> _SUPPLIED DATA_

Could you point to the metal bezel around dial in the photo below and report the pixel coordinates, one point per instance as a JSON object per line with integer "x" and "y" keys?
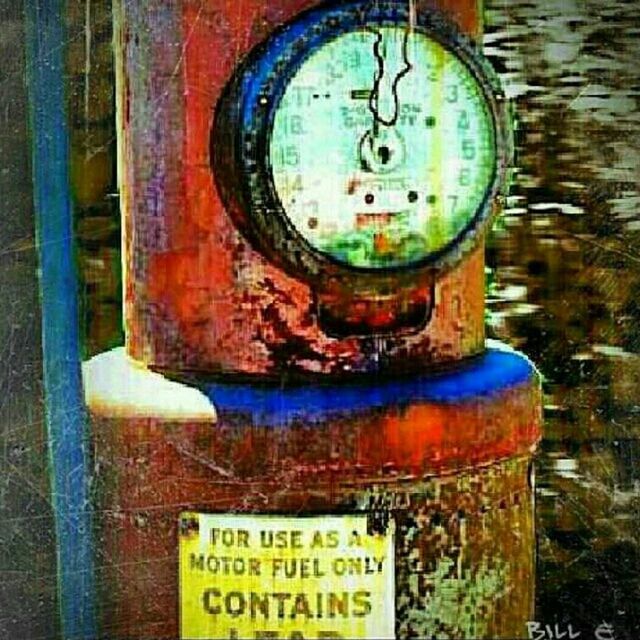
{"x": 244, "y": 121}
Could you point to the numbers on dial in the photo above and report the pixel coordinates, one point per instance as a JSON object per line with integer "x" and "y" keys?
{"x": 378, "y": 196}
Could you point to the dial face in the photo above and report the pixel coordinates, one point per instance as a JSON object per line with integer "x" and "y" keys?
{"x": 383, "y": 148}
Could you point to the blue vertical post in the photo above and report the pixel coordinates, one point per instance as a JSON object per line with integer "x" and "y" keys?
{"x": 65, "y": 411}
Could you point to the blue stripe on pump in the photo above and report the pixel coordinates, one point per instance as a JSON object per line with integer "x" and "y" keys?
{"x": 65, "y": 412}
{"x": 496, "y": 371}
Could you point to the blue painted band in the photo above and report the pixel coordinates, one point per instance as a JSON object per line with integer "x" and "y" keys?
{"x": 495, "y": 372}
{"x": 64, "y": 409}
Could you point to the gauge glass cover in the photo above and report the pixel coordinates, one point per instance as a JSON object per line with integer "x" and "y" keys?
{"x": 382, "y": 148}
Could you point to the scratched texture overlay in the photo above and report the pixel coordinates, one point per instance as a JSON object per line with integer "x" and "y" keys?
{"x": 563, "y": 284}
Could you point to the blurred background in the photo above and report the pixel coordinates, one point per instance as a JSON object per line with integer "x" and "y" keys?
{"x": 563, "y": 282}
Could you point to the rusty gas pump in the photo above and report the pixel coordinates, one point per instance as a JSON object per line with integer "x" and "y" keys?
{"x": 307, "y": 435}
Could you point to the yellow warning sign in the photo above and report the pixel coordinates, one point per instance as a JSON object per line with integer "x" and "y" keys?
{"x": 260, "y": 576}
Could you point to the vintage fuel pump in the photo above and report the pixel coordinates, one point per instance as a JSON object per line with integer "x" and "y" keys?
{"x": 325, "y": 446}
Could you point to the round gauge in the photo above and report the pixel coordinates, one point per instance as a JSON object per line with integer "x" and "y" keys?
{"x": 362, "y": 140}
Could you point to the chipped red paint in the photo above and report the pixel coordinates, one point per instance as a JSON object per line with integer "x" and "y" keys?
{"x": 152, "y": 470}
{"x": 197, "y": 296}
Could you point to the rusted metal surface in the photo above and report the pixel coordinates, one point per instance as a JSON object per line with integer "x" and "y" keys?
{"x": 197, "y": 296}
{"x": 453, "y": 476}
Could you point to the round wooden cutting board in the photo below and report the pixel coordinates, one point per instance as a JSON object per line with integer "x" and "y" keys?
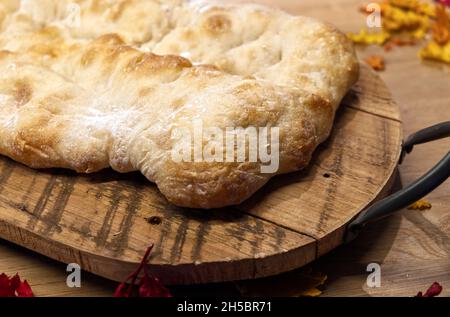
{"x": 105, "y": 221}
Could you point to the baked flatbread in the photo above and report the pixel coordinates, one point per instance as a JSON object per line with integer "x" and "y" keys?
{"x": 91, "y": 84}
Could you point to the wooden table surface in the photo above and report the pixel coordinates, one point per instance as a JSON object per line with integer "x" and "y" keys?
{"x": 412, "y": 247}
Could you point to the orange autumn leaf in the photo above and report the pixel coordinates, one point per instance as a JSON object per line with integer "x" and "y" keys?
{"x": 441, "y": 28}
{"x": 399, "y": 42}
{"x": 376, "y": 62}
{"x": 420, "y": 205}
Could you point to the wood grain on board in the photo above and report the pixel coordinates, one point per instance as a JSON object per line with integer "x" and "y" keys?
{"x": 105, "y": 221}
{"x": 411, "y": 246}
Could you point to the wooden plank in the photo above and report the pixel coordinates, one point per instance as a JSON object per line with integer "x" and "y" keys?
{"x": 101, "y": 222}
{"x": 347, "y": 173}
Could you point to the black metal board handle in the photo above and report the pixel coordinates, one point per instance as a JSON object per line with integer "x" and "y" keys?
{"x": 414, "y": 191}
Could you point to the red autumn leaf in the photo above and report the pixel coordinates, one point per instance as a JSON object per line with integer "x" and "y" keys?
{"x": 434, "y": 290}
{"x": 149, "y": 286}
{"x": 121, "y": 291}
{"x": 24, "y": 290}
{"x": 152, "y": 287}
{"x": 14, "y": 287}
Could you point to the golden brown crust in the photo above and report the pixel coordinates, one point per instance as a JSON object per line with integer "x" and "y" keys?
{"x": 112, "y": 90}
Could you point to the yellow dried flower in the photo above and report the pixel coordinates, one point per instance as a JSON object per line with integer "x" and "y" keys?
{"x": 396, "y": 20}
{"x": 416, "y": 6}
{"x": 365, "y": 37}
{"x": 436, "y": 52}
{"x": 441, "y": 28}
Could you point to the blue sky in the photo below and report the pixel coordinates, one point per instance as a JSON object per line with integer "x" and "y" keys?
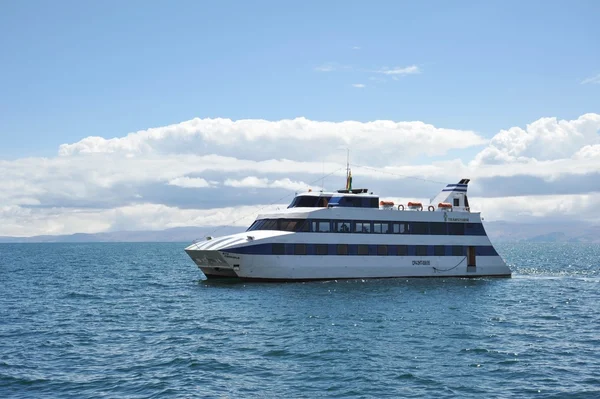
{"x": 72, "y": 69}
{"x": 149, "y": 115}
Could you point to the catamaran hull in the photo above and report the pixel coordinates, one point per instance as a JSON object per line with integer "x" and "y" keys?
{"x": 221, "y": 264}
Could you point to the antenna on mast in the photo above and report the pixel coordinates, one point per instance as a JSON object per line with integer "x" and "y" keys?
{"x": 347, "y": 162}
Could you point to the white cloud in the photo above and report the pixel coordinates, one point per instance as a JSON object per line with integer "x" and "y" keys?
{"x": 132, "y": 181}
{"x": 23, "y": 222}
{"x": 409, "y": 70}
{"x": 544, "y": 139}
{"x": 189, "y": 182}
{"x": 327, "y": 67}
{"x": 591, "y": 80}
{"x": 256, "y": 182}
{"x": 299, "y": 138}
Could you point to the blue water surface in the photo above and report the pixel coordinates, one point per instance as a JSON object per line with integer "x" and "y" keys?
{"x": 137, "y": 321}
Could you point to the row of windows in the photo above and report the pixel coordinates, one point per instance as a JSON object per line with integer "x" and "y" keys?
{"x": 363, "y": 250}
{"x": 364, "y": 226}
{"x": 307, "y": 201}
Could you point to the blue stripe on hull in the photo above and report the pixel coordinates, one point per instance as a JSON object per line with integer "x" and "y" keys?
{"x": 359, "y": 250}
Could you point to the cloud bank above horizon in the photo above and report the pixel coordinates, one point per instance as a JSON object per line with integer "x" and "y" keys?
{"x": 211, "y": 172}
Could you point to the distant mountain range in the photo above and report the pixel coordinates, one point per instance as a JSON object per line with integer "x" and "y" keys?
{"x": 497, "y": 231}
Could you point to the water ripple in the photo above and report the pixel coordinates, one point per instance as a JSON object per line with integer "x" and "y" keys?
{"x": 135, "y": 320}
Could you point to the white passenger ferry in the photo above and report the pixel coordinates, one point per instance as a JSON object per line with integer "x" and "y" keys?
{"x": 352, "y": 234}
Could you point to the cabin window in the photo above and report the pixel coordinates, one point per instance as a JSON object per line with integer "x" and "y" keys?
{"x": 269, "y": 225}
{"x": 321, "y": 249}
{"x": 278, "y": 249}
{"x": 437, "y": 228}
{"x": 402, "y": 250}
{"x": 323, "y": 202}
{"x": 380, "y": 227}
{"x": 363, "y": 249}
{"x": 303, "y": 226}
{"x": 362, "y": 227}
{"x": 399, "y": 228}
{"x": 474, "y": 229}
{"x": 299, "y": 249}
{"x": 287, "y": 225}
{"x": 456, "y": 229}
{"x": 420, "y": 228}
{"x": 457, "y": 250}
{"x": 421, "y": 250}
{"x": 342, "y": 227}
{"x": 321, "y": 226}
{"x": 342, "y": 249}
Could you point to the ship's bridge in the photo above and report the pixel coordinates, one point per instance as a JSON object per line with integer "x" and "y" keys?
{"x": 353, "y": 198}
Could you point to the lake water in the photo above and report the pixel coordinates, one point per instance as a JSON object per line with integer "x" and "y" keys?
{"x": 137, "y": 321}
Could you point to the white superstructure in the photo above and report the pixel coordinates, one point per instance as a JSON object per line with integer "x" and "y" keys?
{"x": 352, "y": 234}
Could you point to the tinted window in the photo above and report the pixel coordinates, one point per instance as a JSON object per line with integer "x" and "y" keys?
{"x": 321, "y": 249}
{"x": 402, "y": 250}
{"x": 420, "y": 228}
{"x": 278, "y": 249}
{"x": 456, "y": 229}
{"x": 269, "y": 225}
{"x": 342, "y": 227}
{"x": 421, "y": 250}
{"x": 342, "y": 249}
{"x": 457, "y": 250}
{"x": 439, "y": 250}
{"x": 379, "y": 227}
{"x": 323, "y": 202}
{"x": 304, "y": 201}
{"x": 299, "y": 249}
{"x": 303, "y": 225}
{"x": 437, "y": 228}
{"x": 363, "y": 250}
{"x": 474, "y": 229}
{"x": 399, "y": 228}
{"x": 362, "y": 227}
{"x": 321, "y": 226}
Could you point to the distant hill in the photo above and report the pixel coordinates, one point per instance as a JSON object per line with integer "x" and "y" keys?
{"x": 543, "y": 232}
{"x": 497, "y": 231}
{"x": 177, "y": 234}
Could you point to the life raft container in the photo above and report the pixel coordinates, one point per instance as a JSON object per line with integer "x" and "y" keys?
{"x": 445, "y": 206}
{"x": 415, "y": 205}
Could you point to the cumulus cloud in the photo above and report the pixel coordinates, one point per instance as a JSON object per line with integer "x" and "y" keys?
{"x": 301, "y": 139}
{"x": 543, "y": 140}
{"x": 189, "y": 182}
{"x": 591, "y": 80}
{"x": 409, "y": 70}
{"x": 156, "y": 178}
{"x": 255, "y": 182}
{"x": 327, "y": 67}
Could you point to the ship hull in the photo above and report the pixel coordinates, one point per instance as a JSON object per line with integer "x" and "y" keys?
{"x": 221, "y": 264}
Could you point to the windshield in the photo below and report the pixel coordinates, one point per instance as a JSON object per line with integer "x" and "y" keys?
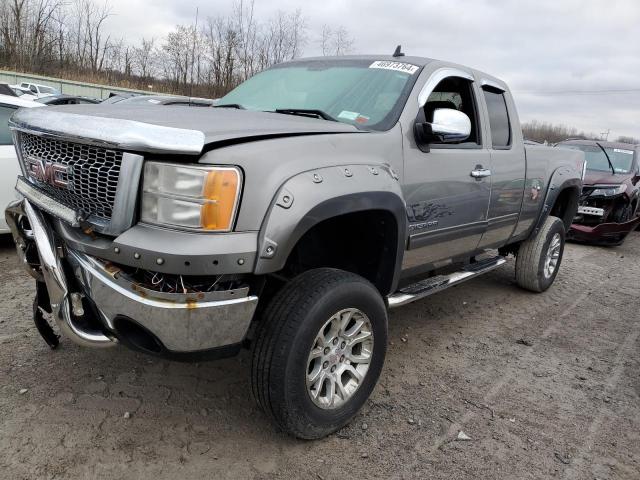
{"x": 621, "y": 158}
{"x": 363, "y": 93}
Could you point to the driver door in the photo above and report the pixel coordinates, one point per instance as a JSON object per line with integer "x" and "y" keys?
{"x": 447, "y": 185}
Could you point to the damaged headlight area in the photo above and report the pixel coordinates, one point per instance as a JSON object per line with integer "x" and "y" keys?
{"x": 191, "y": 197}
{"x": 608, "y": 190}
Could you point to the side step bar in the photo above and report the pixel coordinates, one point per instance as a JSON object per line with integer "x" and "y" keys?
{"x": 429, "y": 286}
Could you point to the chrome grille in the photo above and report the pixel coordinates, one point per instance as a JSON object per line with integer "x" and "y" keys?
{"x": 91, "y": 177}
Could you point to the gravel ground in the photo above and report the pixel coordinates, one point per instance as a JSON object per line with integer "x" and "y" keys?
{"x": 545, "y": 386}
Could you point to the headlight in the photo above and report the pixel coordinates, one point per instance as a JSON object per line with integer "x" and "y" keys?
{"x": 187, "y": 196}
{"x": 609, "y": 190}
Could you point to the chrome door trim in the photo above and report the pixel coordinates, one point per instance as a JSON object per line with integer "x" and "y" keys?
{"x": 444, "y": 235}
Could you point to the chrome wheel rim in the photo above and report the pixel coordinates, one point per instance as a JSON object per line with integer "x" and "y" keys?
{"x": 339, "y": 358}
{"x": 553, "y": 255}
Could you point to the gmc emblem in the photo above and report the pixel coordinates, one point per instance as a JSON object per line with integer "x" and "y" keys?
{"x": 55, "y": 174}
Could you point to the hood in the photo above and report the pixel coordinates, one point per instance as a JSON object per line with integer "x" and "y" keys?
{"x": 168, "y": 129}
{"x": 593, "y": 177}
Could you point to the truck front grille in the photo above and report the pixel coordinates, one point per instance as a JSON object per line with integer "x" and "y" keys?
{"x": 89, "y": 175}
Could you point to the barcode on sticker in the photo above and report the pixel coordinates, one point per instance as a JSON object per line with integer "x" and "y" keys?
{"x": 397, "y": 66}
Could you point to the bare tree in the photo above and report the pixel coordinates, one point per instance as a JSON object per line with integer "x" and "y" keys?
{"x": 68, "y": 38}
{"x": 335, "y": 41}
{"x": 143, "y": 57}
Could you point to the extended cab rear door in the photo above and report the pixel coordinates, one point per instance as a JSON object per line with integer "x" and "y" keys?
{"x": 446, "y": 204}
{"x": 508, "y": 164}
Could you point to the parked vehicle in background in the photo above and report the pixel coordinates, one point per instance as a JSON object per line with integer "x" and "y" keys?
{"x": 40, "y": 90}
{"x": 67, "y": 100}
{"x": 25, "y": 93}
{"x": 162, "y": 100}
{"x": 610, "y": 198}
{"x": 286, "y": 219}
{"x": 9, "y": 165}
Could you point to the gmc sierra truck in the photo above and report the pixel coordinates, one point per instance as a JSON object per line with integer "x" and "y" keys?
{"x": 287, "y": 219}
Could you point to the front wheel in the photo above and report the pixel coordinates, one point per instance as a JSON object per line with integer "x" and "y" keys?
{"x": 319, "y": 351}
{"x": 539, "y": 257}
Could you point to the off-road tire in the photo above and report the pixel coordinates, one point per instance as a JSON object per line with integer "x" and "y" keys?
{"x": 531, "y": 256}
{"x": 284, "y": 338}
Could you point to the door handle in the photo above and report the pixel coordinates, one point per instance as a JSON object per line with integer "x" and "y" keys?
{"x": 479, "y": 172}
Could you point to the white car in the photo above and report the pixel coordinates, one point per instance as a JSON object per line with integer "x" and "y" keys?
{"x": 40, "y": 90}
{"x": 25, "y": 93}
{"x": 8, "y": 160}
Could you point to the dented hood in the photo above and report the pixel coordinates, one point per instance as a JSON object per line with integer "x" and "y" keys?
{"x": 168, "y": 129}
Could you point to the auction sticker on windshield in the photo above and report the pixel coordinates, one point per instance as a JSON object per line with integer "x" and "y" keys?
{"x": 397, "y": 66}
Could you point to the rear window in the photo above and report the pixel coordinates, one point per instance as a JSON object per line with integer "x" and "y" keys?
{"x": 498, "y": 118}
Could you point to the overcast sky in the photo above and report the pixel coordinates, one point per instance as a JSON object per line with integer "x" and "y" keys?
{"x": 588, "y": 50}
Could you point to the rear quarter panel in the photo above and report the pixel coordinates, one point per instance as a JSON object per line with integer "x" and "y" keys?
{"x": 549, "y": 170}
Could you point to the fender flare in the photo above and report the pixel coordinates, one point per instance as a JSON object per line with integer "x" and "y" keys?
{"x": 561, "y": 179}
{"x": 311, "y": 197}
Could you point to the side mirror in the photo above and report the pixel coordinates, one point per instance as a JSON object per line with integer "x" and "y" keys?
{"x": 448, "y": 126}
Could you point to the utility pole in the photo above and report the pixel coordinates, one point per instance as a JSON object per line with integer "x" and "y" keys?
{"x": 193, "y": 52}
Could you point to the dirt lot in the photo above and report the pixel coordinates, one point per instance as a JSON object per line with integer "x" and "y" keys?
{"x": 545, "y": 386}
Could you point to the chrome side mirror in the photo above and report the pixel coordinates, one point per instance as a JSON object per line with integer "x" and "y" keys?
{"x": 450, "y": 125}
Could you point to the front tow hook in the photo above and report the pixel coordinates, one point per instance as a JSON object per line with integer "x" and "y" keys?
{"x": 41, "y": 303}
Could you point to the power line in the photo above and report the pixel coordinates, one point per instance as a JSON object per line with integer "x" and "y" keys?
{"x": 578, "y": 92}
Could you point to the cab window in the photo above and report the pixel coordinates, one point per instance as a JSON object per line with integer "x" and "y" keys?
{"x": 5, "y": 134}
{"x": 498, "y": 118}
{"x": 455, "y": 93}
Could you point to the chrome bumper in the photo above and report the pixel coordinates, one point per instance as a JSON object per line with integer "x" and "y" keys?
{"x": 182, "y": 323}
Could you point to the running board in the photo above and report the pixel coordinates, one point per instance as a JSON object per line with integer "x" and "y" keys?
{"x": 431, "y": 285}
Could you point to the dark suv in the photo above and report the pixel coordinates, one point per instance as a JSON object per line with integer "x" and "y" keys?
{"x": 609, "y": 200}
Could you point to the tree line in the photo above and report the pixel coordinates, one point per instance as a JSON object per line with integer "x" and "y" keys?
{"x": 544, "y": 132}
{"x": 69, "y": 39}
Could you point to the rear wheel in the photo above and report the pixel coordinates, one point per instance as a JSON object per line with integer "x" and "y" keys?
{"x": 539, "y": 257}
{"x": 319, "y": 351}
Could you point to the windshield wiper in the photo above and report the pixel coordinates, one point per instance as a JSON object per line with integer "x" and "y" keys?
{"x": 230, "y": 105}
{"x": 613, "y": 170}
{"x": 306, "y": 112}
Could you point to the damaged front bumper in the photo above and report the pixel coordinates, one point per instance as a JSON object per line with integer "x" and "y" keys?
{"x": 94, "y": 304}
{"x": 604, "y": 233}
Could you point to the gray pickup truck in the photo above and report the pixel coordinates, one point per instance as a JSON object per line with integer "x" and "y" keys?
{"x": 287, "y": 219}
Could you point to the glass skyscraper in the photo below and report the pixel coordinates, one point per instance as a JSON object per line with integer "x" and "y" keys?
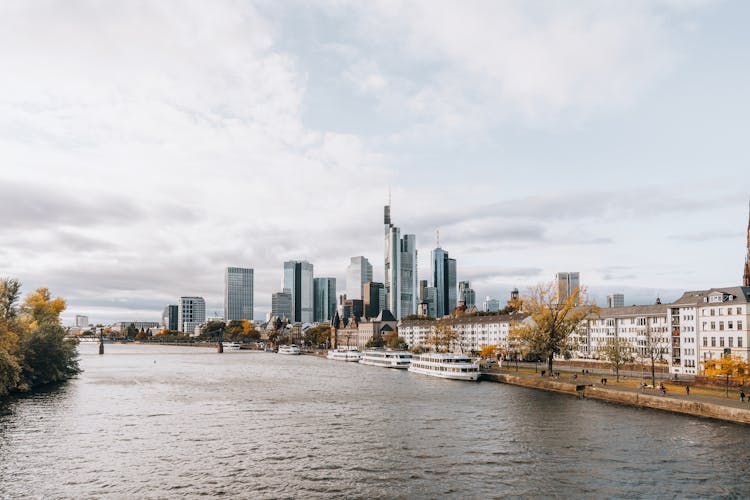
{"x": 238, "y": 294}
{"x": 298, "y": 282}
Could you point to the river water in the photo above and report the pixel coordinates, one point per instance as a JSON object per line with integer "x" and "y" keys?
{"x": 152, "y": 421}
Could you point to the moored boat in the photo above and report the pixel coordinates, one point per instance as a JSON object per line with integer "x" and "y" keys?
{"x": 344, "y": 354}
{"x": 452, "y": 366}
{"x": 386, "y": 359}
{"x": 289, "y": 349}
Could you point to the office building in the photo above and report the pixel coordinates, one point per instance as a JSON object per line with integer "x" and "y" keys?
{"x": 466, "y": 294}
{"x": 443, "y": 270}
{"x": 281, "y": 305}
{"x": 491, "y": 305}
{"x": 616, "y": 300}
{"x": 374, "y": 299}
{"x": 358, "y": 273}
{"x": 400, "y": 269}
{"x": 191, "y": 312}
{"x": 169, "y": 318}
{"x": 298, "y": 281}
{"x": 238, "y": 293}
{"x": 324, "y": 300}
{"x": 566, "y": 284}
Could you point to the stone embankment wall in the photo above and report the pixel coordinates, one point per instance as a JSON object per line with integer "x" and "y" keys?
{"x": 632, "y": 398}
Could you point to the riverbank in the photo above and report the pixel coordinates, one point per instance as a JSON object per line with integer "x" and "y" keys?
{"x": 683, "y": 404}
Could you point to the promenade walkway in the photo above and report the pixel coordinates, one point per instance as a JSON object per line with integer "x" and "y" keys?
{"x": 633, "y": 384}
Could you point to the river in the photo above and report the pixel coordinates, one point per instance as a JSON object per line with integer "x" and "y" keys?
{"x": 157, "y": 421}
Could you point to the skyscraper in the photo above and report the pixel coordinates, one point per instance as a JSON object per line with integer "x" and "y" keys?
{"x": 324, "y": 300}
{"x": 358, "y": 273}
{"x": 191, "y": 312}
{"x": 374, "y": 299}
{"x": 298, "y": 281}
{"x": 281, "y": 305}
{"x": 616, "y": 300}
{"x": 400, "y": 269}
{"x": 238, "y": 293}
{"x": 444, "y": 280}
{"x": 566, "y": 284}
{"x": 466, "y": 294}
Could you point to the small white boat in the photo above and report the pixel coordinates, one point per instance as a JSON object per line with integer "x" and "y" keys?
{"x": 289, "y": 349}
{"x": 387, "y": 359}
{"x": 452, "y": 366}
{"x": 344, "y": 354}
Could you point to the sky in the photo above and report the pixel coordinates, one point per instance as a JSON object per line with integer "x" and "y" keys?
{"x": 145, "y": 146}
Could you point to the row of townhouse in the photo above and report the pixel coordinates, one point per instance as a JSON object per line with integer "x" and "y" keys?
{"x": 474, "y": 332}
{"x": 700, "y": 325}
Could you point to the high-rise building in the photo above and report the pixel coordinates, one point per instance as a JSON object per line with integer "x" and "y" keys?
{"x": 281, "y": 305}
{"x": 358, "y": 273}
{"x": 238, "y": 293}
{"x": 191, "y": 312}
{"x": 616, "y": 300}
{"x": 491, "y": 305}
{"x": 374, "y": 299}
{"x": 400, "y": 269}
{"x": 444, "y": 280}
{"x": 427, "y": 300}
{"x": 566, "y": 284}
{"x": 466, "y": 294}
{"x": 324, "y": 300}
{"x": 298, "y": 280}
{"x": 169, "y": 317}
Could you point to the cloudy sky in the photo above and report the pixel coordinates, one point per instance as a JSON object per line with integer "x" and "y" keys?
{"x": 145, "y": 146}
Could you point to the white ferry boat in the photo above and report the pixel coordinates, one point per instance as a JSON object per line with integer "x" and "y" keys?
{"x": 453, "y": 366}
{"x": 387, "y": 359}
{"x": 289, "y": 349}
{"x": 344, "y": 354}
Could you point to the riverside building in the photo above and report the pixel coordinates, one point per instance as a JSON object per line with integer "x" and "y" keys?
{"x": 238, "y": 294}
{"x": 191, "y": 312}
{"x": 298, "y": 282}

> _JOB_
Quote every line from the line containing "Could you point to the small" through the closing line of the listing, including both.

> _ANSWER TO THIS EXERCISE_
Could you point to the small white boat in the photo above and report the pixel coordinates, one point per instance as a JSON object per line with integer "x" and "y" keys?
{"x": 289, "y": 349}
{"x": 387, "y": 359}
{"x": 452, "y": 366}
{"x": 344, "y": 354}
Could you point to the sky in the photo above and report the pixel coordinates, one point per instance as a JSON object per line with integer "x" and "y" keys?
{"x": 145, "y": 146}
Could you point to the row of townhouse in the photo above and report the pixel coordinates, one point per instance as a JSON object per line with integer "x" and "y" keys?
{"x": 474, "y": 332}
{"x": 700, "y": 325}
Could you point to the high-rise building in the photo above and report the pixel coordinates, one point per instance as a JSON object per line with integer "x" and "y" keys?
{"x": 281, "y": 305}
{"x": 358, "y": 273}
{"x": 238, "y": 293}
{"x": 191, "y": 312}
{"x": 616, "y": 300}
{"x": 491, "y": 305}
{"x": 374, "y": 299}
{"x": 400, "y": 269}
{"x": 444, "y": 280}
{"x": 427, "y": 300}
{"x": 566, "y": 284}
{"x": 466, "y": 294}
{"x": 324, "y": 300}
{"x": 298, "y": 280}
{"x": 169, "y": 317}
Could you point to the cloudy sky in the photo above and report the pixel coordinates, one point per instance as a JSON object per line with integer "x" and "y" keys?
{"x": 145, "y": 146}
Could you point to the white ferry boat in the photo above and report the pixel coordinates, one point per instance as a JSON object per line with integer "x" and "y" keys?
{"x": 453, "y": 366}
{"x": 387, "y": 359}
{"x": 289, "y": 349}
{"x": 344, "y": 354}
Could you point to the riverside building in the photo above and report the pixel coordinates, one point per instance as a JSON object per line with integer "x" and "y" keys?
{"x": 238, "y": 294}
{"x": 191, "y": 312}
{"x": 298, "y": 282}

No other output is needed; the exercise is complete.